Work to complete: Keep every line in which "logo" occurs and drop the rest of the data.

Data to use:

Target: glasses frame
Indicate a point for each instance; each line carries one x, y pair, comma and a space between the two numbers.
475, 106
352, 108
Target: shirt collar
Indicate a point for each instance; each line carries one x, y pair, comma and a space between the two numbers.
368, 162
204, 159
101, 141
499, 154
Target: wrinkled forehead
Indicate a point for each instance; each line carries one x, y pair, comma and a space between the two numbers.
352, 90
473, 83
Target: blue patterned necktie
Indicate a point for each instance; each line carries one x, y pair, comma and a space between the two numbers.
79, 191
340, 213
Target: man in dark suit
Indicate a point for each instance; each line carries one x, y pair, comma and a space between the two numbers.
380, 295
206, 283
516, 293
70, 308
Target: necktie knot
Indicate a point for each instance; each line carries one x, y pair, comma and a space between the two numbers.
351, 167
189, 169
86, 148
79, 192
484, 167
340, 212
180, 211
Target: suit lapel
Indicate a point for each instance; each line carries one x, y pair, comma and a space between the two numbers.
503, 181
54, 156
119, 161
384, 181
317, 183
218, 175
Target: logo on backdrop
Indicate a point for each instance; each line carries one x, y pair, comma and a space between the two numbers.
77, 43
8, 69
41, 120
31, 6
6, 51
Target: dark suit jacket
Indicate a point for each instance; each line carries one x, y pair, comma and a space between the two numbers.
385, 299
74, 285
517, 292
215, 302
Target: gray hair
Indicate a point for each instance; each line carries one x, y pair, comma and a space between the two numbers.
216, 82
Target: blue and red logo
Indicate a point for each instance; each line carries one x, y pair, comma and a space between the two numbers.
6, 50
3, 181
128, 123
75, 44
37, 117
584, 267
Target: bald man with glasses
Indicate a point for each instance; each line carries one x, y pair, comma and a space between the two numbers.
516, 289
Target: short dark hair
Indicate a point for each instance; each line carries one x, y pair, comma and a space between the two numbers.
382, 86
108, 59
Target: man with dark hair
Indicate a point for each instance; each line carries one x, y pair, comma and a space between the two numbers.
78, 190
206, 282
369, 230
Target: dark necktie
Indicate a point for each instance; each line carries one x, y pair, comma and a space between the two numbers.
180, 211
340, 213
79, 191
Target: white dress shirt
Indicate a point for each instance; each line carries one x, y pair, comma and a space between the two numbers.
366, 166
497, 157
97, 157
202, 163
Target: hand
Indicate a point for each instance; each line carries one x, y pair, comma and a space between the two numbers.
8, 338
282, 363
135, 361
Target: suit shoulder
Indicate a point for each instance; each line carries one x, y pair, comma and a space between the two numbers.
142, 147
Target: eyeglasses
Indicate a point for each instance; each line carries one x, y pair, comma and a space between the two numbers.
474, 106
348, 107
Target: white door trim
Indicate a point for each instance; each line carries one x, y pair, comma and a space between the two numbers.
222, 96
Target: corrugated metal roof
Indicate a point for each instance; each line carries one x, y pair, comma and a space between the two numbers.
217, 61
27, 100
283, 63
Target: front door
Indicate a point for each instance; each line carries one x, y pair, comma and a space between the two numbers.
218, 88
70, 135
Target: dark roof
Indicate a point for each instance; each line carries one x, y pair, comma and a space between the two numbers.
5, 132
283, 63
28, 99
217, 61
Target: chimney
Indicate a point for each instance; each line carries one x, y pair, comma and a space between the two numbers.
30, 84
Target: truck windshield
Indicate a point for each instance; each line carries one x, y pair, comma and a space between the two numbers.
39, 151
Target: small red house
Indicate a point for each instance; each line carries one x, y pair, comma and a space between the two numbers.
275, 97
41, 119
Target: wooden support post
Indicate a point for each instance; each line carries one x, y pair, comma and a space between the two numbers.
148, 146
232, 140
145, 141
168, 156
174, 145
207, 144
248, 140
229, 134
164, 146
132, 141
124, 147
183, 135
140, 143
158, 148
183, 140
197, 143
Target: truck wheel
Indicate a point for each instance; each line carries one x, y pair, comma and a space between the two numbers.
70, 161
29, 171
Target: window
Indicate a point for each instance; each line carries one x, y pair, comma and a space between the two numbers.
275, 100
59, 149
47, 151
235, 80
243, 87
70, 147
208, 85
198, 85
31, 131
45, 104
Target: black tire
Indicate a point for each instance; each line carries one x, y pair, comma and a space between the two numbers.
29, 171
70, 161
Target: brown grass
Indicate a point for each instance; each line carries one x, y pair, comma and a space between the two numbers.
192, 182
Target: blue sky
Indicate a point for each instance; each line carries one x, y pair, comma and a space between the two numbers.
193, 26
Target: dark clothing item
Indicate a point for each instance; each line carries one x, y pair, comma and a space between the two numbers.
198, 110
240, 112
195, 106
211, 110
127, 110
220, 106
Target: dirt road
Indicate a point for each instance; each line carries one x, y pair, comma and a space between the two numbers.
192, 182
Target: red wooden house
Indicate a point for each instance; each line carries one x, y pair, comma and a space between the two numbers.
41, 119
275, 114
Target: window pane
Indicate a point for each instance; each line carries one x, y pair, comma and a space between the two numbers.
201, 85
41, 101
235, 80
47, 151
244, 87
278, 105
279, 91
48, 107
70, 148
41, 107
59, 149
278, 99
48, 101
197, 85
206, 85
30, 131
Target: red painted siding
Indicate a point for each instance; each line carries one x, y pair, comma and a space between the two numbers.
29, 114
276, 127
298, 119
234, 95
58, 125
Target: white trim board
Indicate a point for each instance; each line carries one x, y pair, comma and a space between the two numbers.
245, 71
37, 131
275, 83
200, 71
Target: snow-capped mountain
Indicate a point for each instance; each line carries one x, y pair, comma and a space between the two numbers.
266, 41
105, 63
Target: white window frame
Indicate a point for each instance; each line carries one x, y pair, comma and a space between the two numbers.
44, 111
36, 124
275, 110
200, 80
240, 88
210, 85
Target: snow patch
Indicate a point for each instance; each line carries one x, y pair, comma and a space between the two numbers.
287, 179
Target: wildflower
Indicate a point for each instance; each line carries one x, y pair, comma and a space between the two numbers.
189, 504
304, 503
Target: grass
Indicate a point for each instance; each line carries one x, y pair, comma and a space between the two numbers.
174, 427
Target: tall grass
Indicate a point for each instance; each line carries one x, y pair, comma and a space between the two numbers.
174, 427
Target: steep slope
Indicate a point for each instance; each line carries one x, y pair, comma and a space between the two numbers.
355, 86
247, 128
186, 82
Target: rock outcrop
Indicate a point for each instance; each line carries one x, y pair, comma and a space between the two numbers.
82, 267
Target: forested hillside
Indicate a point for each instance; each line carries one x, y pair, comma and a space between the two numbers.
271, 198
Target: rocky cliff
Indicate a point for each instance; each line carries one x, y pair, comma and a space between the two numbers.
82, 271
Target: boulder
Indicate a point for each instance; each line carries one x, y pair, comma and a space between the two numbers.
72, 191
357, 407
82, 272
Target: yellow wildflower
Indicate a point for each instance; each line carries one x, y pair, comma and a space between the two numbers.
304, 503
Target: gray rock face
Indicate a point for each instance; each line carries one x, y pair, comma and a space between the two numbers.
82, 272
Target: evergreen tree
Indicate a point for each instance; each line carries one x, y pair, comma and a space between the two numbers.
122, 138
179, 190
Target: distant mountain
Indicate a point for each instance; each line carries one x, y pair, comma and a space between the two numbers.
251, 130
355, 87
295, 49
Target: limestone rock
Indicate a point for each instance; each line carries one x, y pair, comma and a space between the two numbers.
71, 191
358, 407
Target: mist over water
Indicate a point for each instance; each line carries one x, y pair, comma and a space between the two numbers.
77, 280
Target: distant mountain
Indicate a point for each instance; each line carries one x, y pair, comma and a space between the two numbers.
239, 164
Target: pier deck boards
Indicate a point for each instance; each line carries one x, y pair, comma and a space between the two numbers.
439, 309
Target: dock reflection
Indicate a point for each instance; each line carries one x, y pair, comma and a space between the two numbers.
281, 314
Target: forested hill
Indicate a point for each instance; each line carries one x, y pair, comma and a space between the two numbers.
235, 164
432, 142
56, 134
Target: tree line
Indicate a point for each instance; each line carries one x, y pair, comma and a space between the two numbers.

Reply to the task:
Target: logo on backdrop
Target: blue and red logo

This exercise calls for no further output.